## EXERCISE BRIEF
Write out the lines of the records from the one containing "Would you mind tagging the staircase" to the very last, keeping each exactly as it is.

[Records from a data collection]
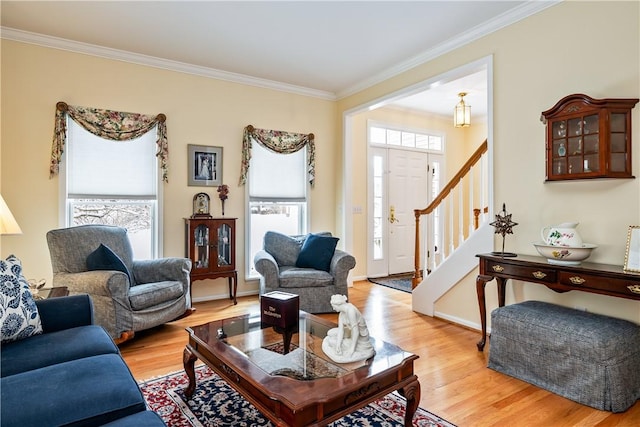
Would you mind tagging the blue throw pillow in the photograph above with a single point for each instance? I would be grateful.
(19, 317)
(104, 258)
(317, 252)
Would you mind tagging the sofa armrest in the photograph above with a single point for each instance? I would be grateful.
(268, 268)
(341, 263)
(67, 312)
(97, 282)
(161, 269)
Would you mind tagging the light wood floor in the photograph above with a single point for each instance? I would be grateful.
(455, 382)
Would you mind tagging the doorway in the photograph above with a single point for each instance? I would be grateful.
(399, 181)
(358, 233)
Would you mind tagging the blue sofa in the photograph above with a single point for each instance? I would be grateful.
(72, 374)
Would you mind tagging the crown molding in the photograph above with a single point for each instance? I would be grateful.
(475, 33)
(506, 19)
(151, 61)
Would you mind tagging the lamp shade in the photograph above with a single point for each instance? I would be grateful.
(462, 113)
(8, 224)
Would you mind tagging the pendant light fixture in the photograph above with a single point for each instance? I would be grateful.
(462, 113)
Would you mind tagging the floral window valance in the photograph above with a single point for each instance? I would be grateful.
(107, 124)
(278, 142)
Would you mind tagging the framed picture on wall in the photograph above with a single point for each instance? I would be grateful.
(205, 166)
(632, 254)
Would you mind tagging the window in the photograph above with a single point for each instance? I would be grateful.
(114, 183)
(277, 186)
(403, 138)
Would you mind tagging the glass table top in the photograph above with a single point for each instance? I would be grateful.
(245, 337)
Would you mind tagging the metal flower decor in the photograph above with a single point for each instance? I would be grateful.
(504, 226)
(223, 194)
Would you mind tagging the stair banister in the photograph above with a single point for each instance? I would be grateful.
(465, 169)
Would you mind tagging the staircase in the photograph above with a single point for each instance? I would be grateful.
(463, 231)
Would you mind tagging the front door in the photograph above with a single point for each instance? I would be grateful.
(399, 184)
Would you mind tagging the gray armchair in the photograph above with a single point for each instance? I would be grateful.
(140, 295)
(276, 263)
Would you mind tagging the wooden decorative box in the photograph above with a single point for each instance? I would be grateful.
(279, 309)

## RESULT FOR THIS TASK
Would you mind tagging the staircase in the photograph above with a single point for each instance? I would be grateful.
(463, 231)
Would you mind tagging the front door in the photograph above with a single point for each instance? I would be grateful.
(399, 184)
Would you mind tagging the gray armchair in the photograph above with a single point for each instance? I would be grateful.
(140, 295)
(276, 263)
Would you mind tagging the wooden decorative box in the photograph above with a single point for each instance? I would be grateful.
(279, 309)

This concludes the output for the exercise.